Police in the Mandalay region of Burma shot farmers who were protesting their land having been grabbed by the military. The protest, which took place this morning (14th August 2014) involved the farmers ploughing the fields that had been taken from them.
The farmers are from Nyaung Wine Village, Singu Township, Mandalay Region. Over 6,000 acres of their lands were confiscated in 1991 by the 121 Logistic Battalion. As usual in such cases of land grabbing, the farmers were not provided any compensation as per law.
This morning, when the farmers, numbering around 200, gathered for the protest against the military’s land grabbing, nearly 50 police personnel with weapons and shields arrived on the spot and shot at the farmers.
The Asian Human Rights Commission (AHRC) has learned that one of the victims of the shootings is Ma San Kyin Nu, a 30-year-old mother of two. She has been shot. As per the information received by activists on the ground, Ma San Kyin Nu has been admitted to Mandalay General Hospital for urgent medical treatment.
As a result of the police brutality, the protesting farmers disallowed the police from making any arrests. However, later, another 100 police personnel arrived and blockaded the entire village.

◆ Aim of the task:
Answer the following questions using the report on the farmers' protest in the Mandalay region.
(a) How much land was confiscated from the farmers, and in what year?
(b) To which hospital was Ma San Kyin Nu admitted?
(c) How many additional police personnel arrived later and blockaded the village?

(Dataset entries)

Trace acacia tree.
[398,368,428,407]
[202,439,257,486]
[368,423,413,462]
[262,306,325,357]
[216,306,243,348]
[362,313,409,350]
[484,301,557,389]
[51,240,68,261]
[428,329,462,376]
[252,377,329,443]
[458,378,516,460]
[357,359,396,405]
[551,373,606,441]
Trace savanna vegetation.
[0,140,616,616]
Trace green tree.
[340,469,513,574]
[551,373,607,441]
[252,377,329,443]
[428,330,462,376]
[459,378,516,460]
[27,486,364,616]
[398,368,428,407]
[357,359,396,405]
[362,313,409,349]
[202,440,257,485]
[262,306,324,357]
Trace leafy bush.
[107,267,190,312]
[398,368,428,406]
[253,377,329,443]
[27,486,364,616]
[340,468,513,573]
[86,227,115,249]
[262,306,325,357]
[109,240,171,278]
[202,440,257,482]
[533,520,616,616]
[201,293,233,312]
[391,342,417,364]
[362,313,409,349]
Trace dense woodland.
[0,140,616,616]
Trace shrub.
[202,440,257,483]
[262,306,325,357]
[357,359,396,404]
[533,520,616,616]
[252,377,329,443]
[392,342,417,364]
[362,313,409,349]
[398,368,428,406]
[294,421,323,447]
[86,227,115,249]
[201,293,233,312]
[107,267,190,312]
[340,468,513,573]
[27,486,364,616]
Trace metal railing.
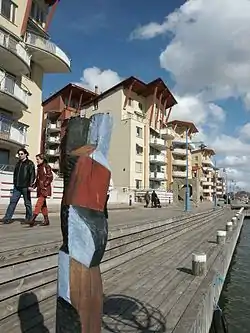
[0,70,29,106]
[0,164,15,172]
[0,30,31,66]
[0,115,27,145]
[25,32,70,67]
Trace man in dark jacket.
[3,148,36,224]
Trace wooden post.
[232,216,237,226]
[56,113,112,333]
[217,230,227,245]
[226,221,233,232]
[192,253,207,276]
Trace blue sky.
[44,0,183,97]
[44,0,250,188]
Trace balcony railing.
[47,136,60,144]
[160,127,176,140]
[49,163,60,170]
[150,171,166,180]
[0,30,31,72]
[0,70,29,106]
[173,171,187,178]
[46,149,60,156]
[47,121,61,131]
[173,148,186,156]
[0,116,27,146]
[149,154,166,164]
[172,159,187,166]
[150,136,167,150]
[26,32,70,68]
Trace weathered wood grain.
[0,210,235,333]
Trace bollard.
[217,230,227,245]
[232,216,237,226]
[192,253,207,276]
[226,221,233,232]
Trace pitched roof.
[83,76,177,108]
[167,120,199,133]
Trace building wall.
[20,64,43,159]
[0,0,69,164]
[82,89,134,188]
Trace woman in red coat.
[29,154,53,227]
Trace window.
[135,179,142,190]
[1,0,17,23]
[135,162,142,173]
[30,0,47,27]
[135,144,143,155]
[136,126,142,138]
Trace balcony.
[150,136,167,150]
[149,154,167,165]
[46,149,60,156]
[172,159,187,166]
[0,116,27,147]
[173,148,186,156]
[47,136,61,144]
[202,158,214,167]
[25,32,71,73]
[47,121,61,132]
[160,127,175,140]
[0,30,31,75]
[202,180,214,186]
[49,162,60,170]
[150,171,166,181]
[0,70,29,112]
[173,171,187,178]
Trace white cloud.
[78,67,122,92]
[132,0,250,106]
[239,123,250,140]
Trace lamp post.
[214,161,218,208]
[223,168,228,205]
[185,132,206,212]
[185,128,191,212]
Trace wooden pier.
[0,208,244,333]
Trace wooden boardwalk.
[0,209,236,333]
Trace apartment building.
[81,77,177,191]
[192,148,217,201]
[216,176,226,198]
[0,0,70,166]
[41,83,97,173]
[167,120,198,201]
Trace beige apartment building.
[0,0,70,168]
[81,77,177,192]
[167,120,198,202]
[192,148,218,201]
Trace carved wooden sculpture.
[56,114,112,333]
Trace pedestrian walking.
[3,148,35,224]
[151,191,158,208]
[29,154,53,227]
[104,191,110,219]
[144,191,150,208]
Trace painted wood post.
[56,113,112,333]
[226,221,233,232]
[232,216,237,226]
[217,230,227,245]
[192,253,207,276]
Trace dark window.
[1,0,17,23]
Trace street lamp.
[223,168,228,205]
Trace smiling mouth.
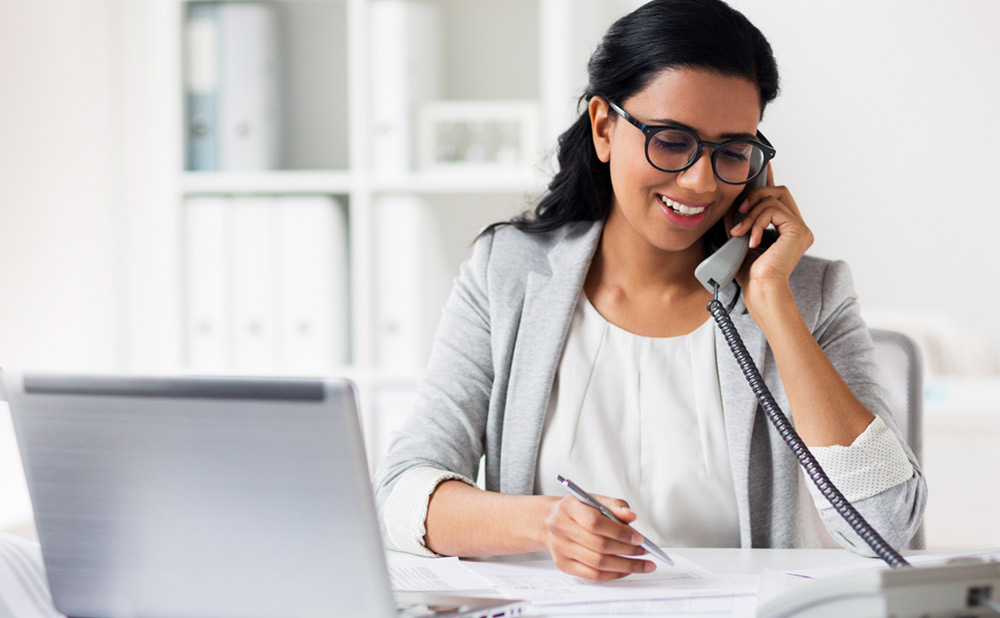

◆ Answer to this exercise:
(a) Over 6,000 acres, in 1991.
(b) Mandalay General Hospital.
(c) Another 100 police personnel.